:: Text provided ::

Find another dimension Perhaps you are concerned that you don't have the time or money to go to space, or do not have a friend or family member that is radioactive. Maybe you are the type that is risk averse, so the likelihood of having an accident is quite small, but an opportunity has arisen where you need super powers right now? Don't worry, a quick and cheap alternative is to find another dimension near you and hop through it. Believe it or not, alternative dimensions are everywhere, even in your purse. As with all short cuts though there is a caveat, because messing with the laws of physics at quantum level could just turn you into spaghetti, leaving you feeling like a bit of a planck. Also, the trillions of super powers available by this method will be endorsed randomly both by number and type, and the superpowers are a little unusual too.

Powers available through dimensional travel include: time stopping and looping, making multiple copies of yourself that appear and disappear at random, creating a black hole (be very careful with this one) and turning yourself from a series of particles into an electromagnetic wave every time somebody looks at you, or tries to take measurements. This unfortunately makes it difficult for tailors to make a bespoke suit, so get that done before the jump.

:::

• Tasks:
(a) Print the stretch from "Powers available through" through "before the jump." in the text on finding another dimension, keeping its wording unchanged.
(b) In the text on finding another dimension, what should be done before the jump?
(c) Go on with the text on finding another dimension, starting after its last sentence.

:: Extracted material ::

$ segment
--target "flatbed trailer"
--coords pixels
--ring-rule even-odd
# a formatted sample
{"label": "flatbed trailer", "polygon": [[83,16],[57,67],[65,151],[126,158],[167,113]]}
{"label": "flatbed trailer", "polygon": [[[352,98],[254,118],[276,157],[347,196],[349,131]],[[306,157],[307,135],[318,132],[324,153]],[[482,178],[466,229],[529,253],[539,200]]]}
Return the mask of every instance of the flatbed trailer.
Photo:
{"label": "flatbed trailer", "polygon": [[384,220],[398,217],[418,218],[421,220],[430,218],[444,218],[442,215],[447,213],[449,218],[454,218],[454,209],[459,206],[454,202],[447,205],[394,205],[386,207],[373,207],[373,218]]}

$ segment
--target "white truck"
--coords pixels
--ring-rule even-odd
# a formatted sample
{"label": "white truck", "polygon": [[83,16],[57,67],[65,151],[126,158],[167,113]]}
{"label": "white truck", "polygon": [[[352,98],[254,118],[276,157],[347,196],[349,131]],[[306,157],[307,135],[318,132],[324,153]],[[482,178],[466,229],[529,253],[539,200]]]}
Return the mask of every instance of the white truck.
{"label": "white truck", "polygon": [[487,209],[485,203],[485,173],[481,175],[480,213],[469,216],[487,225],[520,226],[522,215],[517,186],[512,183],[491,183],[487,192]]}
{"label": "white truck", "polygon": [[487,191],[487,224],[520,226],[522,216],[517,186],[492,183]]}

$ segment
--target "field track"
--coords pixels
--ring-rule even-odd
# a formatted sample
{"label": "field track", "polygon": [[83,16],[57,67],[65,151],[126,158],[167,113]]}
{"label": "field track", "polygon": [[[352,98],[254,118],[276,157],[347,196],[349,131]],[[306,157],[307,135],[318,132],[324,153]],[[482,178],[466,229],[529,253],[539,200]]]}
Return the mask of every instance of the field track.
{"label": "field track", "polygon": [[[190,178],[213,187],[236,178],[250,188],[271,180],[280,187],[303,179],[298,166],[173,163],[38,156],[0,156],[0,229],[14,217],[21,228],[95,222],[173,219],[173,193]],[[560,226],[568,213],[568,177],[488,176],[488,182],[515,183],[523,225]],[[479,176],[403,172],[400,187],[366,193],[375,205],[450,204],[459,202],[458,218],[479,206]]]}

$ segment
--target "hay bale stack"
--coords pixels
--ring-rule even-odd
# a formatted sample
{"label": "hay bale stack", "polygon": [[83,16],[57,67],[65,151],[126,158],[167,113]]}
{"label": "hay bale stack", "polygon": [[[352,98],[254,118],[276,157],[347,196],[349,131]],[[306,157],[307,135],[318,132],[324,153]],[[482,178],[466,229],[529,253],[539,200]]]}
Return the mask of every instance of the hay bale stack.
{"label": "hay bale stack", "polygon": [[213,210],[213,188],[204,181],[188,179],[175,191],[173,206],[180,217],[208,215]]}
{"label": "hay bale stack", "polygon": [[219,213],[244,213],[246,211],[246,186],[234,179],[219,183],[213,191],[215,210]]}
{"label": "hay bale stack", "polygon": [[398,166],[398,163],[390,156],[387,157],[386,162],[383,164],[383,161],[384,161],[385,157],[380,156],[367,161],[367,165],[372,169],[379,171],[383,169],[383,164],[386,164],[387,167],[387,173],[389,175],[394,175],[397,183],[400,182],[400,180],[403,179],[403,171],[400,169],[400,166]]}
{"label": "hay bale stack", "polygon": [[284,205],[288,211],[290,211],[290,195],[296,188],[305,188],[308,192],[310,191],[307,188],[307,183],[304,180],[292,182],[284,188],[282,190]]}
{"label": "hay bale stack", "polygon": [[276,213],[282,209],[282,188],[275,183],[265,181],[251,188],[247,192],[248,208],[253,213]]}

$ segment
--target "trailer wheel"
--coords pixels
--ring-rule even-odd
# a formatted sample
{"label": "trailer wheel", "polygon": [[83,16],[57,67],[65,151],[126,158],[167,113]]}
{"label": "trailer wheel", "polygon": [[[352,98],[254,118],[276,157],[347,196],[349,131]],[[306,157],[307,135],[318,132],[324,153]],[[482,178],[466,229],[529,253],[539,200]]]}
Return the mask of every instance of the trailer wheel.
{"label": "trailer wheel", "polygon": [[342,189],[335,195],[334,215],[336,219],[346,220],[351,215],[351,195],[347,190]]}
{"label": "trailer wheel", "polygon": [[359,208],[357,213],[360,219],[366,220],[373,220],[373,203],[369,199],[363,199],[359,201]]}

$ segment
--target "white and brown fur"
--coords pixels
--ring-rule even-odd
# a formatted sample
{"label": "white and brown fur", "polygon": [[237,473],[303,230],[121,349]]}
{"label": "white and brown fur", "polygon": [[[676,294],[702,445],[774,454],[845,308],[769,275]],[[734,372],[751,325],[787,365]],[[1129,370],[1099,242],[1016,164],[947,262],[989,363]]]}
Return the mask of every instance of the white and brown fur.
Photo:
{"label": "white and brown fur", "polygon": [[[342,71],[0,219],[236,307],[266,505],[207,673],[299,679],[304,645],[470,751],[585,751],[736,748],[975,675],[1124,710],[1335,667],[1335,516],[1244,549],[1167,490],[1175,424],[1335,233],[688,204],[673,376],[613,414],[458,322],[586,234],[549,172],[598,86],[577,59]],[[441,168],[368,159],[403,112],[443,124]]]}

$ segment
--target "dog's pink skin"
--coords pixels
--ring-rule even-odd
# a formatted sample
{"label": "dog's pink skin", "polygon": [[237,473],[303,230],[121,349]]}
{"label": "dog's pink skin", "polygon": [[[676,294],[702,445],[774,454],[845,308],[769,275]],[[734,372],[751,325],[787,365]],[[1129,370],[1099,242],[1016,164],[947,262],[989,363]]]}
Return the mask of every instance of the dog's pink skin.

:::

• Answers below:
(a)
Powers available through dimensional travel include: time stopping and looping, making multiple copies of yourself that appear and disappear at random, creating a black hole (be very careful with this one) and turning yourself from a series of particles into an electromagnetic wave every time somebody looks at you, or tries to take measurements. This unfortunately makes it difficult for tailors to make a bespoke suit, so get that done before the jump.

(b) Get a bespoke suit made.

(c)
Banana Wolverine was always criticized for poor timekeeping, as his costume was rather bulky for a phone booth — and those claws could have your bloody eye out.

Ok so you've got your powers, now you need a costume. Let the costume reflect your powers, if your powers are in don't do something stupid like wearing a stereotypical costume with the underpants on the outside and a mask over your eyes because people can tell what you look like and a thin strand of cloth with two eye holes is not going to cover that. Don't wear a costume that's way over the top that's extremely heavy and slows you down. If you're a woman than your costume must expose your naughty bits to being stabbed or melted as possible, more like a wrestling leotard than battle armor. Try on a sentient symbiotic costume, they're a hallmark of a hyper violent 90's comic along with having a million pockets on you for guns, and are as deadly as they are disgusting. Just be prepared for when your armor tries to eat you.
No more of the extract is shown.